• _SOURCE PASSAGE_
# Pair of Wild Caught Full Grown Bolivian Rams



## Cromak (Dec 29, 2010)

I just picked this pair up of Wild Caught Bolivian Rams.. They are full grown.. Colors are a little weak as they are still skittish right now in my tank.. Just put them in a few hours ago and the other one is hiding who is much more colorful and I believe is the male.. But here are some shots of the one that was out in the open..

Pretty stoked about these guys.. They look great.

They are in a 20 long setup.. I really think since I can't sell my 55, I may end up setting that tank up somewhere and moving these guys over and getting more of them..


----------



## little_b10 (Jan 29, 2008)

Looks good. wish I could get a few wild caught fish.


----------



## Cromak (Dec 29, 2010)

Can't edit my original post but here is the other one


----------



## Cromak (Dec 29, 2010)




----------



## DeadFishFloating (Oct 9, 2007)

G'day *Cromak*,

Mate, not trying to start anything, but how do you know they are "wild caught" Bolivian rams. I don't think I have ever seen any LFS or forum member on any site state they have wild Bolivian rams.

The fish in the first photo looks a little short bodied. I don't know how else to describe it, other than it's body looks wrong.


----------



## Cromak (Dec 29, 2010)

I don't know for sure but that is what they are being sold as.. F1 bolivian rams.. wild caught.. where I got them is the first time they have ever had these specific "wild caught" rams so who knows? They are full grown right were they got them Only got 8 of them ... they have others and you can tell a difference between them. I guess since they are F1 it's not a true F0, but they are probably saying wild caught as its the first gen from them :-?


----------



## Cromak (Dec 29, 2010)

I just talked to the guy who got them he said they are infact F0 wild caught rams ... but who knows what you can believe.. the guy is very reputable and everything in the past has been legit.. im just gong by what he told me.. I've never seen these before like this.. :wink:


----------



## Chromedome52 (Jul 25, 2009)

It's not short bodied, it's deep bodied, like a mature fish is supposed to be. Looks like a nearly full grown fish too, I'll bet he's over 3 inches. Been a couple of decades or better, but I've seen the real thing before, back when they first started to be imported. Saw a 4 inch pair in a friend's tank back then, unbelievably impressive. The tank raised never seem to get full size any more.


----------



## Cromak (Dec 29, 2010)

They are actually pretty big and the pictures don't do them justice .. they started to color up more.. ill get better pics once they settle in :thumb:


----------



## dwarfpike (Jan 22, 2008)

Jeff Rapps does bring wild ones occasionally, I've seen them listed a couple of times over the years. He doesn't do Bolivian orders all that much, but it seems each time he does, the rams float along with the ports and such.

So it's possible. I think I've only seen Rapps and Vinny Kutty bring them in before though.

• _INSTRUCTION A_
In the Bolivian rams thread, what size tank are the new rams kept in?
• _INSTRUCTION B_
For each statement, say whether the Bolivian rams thread agrees with it. Answer yes or no and quote the deciding words.
(i) Chromedome52 agrees that the fish in the first photo is short bodied.
(ii) dwarfpike says Jeff Rapps occasionally brings in wild rams.
(iii) Cromak has already sold the 55.

• _ENTRIES PROVIDED_
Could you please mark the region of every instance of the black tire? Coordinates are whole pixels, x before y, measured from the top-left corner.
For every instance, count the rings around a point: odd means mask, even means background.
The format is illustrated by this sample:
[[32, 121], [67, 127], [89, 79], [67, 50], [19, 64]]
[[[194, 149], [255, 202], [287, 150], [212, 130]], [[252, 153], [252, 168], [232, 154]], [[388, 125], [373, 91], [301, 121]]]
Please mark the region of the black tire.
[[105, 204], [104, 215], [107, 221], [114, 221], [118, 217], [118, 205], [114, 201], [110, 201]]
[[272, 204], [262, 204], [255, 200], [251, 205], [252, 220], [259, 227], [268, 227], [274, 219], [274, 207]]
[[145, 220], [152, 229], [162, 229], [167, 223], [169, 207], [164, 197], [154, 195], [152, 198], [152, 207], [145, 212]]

• _OUTPUT A_
A 20 long.

• _OUTPUT B_
(i) No: "It's not short bodied, it's deep bodied"
(ii) Yes: "Jeff Rapps does bring wild ones occasionally"
(iii) No: "I can't sell my 55"